• _Page excerpt_:
— Start —

In this work, the irradiation crosslinking method has been employed to tailor the shape memory properties of PLA through precisely controlled crosslinking by taking PLLA/TAIC (Triallyl isocyanurate) as an example (Figure 1a–d). TAIC is one of the most effective crosslinking agents for PLA. Monomer radicals can be created upon irradiation due to the breaking of the double bonds of the TAIC, which subsequently react with the radicals on PLLA to form crosslinking points [38,39]. Our previous work has demonstrated that TAlC exhibits excellent miscibility with PLLA [40]. Upon γ-ray irradiation, TAlC serves as an efficient crosslinker to form covalent connections between PLLA chains [41]. For one thing, the crosslinking density can be adjusted by varying the TAIC content and irradiation dose. For another, the crosslinking points can effectively restrict the chain slippage, which is beneficial for improving both the recovery ratio and fixation efficiency under large deformations. In the end, the PLLA/TAIC composites, containing two kinds of hard segments (tiny crystals and crosslinking points), turn into tripe TSMPs. Compared to traditional methods, such as blending and copolymerization, the irradiation crosslinking method offers a simple, efficient, and solvent-free strategy to overcome the inherent limitations of PLA for high-performance biodegradable shape memory applications.

— End —

• _Stored records_:
— Start —

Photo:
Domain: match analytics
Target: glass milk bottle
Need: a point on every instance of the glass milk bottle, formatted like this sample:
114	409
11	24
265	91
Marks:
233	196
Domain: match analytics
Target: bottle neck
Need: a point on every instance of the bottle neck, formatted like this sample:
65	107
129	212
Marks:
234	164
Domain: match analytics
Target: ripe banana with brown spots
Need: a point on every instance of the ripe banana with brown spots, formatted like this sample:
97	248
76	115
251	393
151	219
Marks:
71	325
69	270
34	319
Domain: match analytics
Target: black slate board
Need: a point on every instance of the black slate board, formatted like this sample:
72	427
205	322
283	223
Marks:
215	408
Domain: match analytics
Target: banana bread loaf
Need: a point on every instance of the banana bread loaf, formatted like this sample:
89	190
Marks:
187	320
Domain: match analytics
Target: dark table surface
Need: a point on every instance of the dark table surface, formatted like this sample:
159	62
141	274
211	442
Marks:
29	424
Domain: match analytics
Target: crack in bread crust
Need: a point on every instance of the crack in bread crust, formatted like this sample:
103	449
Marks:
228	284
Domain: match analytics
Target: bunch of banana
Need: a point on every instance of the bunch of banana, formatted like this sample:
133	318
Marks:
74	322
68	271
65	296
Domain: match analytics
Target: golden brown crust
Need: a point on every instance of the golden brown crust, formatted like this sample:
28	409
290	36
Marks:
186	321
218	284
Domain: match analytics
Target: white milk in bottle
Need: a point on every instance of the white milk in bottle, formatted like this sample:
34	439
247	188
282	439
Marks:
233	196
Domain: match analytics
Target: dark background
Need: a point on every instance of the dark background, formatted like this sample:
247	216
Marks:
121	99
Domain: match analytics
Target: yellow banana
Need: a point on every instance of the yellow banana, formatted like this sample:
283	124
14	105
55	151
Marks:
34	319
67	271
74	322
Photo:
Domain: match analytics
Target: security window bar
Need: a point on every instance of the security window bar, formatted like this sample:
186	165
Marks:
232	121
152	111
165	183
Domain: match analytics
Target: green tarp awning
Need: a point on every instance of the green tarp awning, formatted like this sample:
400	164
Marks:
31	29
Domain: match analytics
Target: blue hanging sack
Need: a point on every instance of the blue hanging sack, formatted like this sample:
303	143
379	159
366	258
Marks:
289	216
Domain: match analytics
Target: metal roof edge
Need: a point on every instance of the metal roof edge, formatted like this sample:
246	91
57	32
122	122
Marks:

— End —
— Start —

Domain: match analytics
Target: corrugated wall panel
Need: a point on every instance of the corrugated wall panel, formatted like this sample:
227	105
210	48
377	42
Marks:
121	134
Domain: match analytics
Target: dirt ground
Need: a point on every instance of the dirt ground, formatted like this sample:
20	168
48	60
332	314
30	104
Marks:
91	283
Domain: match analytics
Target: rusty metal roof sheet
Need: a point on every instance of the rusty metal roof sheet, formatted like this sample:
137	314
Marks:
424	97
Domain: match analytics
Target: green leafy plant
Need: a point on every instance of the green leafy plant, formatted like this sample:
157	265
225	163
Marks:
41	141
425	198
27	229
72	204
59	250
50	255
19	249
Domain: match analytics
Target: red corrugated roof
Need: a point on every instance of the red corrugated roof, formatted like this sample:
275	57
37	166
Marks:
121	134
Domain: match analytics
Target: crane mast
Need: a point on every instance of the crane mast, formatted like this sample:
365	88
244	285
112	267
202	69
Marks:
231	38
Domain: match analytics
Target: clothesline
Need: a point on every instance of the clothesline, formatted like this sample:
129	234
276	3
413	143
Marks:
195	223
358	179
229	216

— End —

• _What the exercise asks_:
In the PLA crosslinking excerpt, which two variables can be changed to adjust the crosslinking density?

• _Expected output_:
The TAIC content and the irradiation dose.